═══ Source information
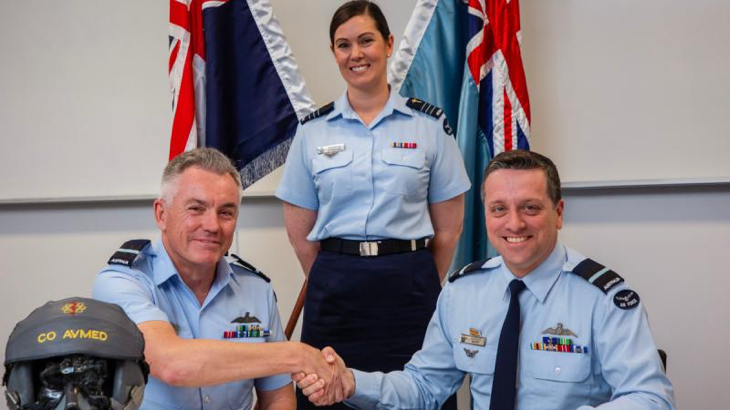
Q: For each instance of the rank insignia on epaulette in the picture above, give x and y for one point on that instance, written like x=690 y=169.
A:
x=128 y=252
x=242 y=263
x=447 y=127
x=324 y=110
x=597 y=274
x=424 y=107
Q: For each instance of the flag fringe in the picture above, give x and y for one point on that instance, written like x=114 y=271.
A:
x=264 y=163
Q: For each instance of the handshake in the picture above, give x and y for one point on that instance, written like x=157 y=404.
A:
x=329 y=383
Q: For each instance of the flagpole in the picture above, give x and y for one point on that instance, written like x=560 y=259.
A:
x=294 y=317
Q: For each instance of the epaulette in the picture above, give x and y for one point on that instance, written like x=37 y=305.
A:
x=425 y=107
x=597 y=274
x=318 y=113
x=242 y=263
x=468 y=269
x=128 y=252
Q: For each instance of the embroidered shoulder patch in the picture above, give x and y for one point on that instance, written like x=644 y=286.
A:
x=324 y=110
x=468 y=269
x=597 y=274
x=128 y=252
x=242 y=263
x=424 y=107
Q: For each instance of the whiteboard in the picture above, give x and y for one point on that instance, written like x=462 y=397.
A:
x=620 y=90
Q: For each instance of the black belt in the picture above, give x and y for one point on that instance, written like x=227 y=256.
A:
x=371 y=248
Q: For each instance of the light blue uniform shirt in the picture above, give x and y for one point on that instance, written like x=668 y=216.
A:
x=153 y=290
x=371 y=190
x=621 y=370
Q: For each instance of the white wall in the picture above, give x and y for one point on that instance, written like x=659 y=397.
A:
x=668 y=243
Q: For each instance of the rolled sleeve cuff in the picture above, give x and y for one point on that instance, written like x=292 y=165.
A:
x=272 y=382
x=366 y=391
══════
Wherever the string "epaulette" appears in a line of the records, copy that line.

* _Result_
Q: For each instance of the rank insignia on epaulette in the picture above, give x and y for one point on that instance, written like x=690 y=169.
Q: For each instance of the epaulette in the picture above, give x and y for one point on that instance, written like x=37 y=305.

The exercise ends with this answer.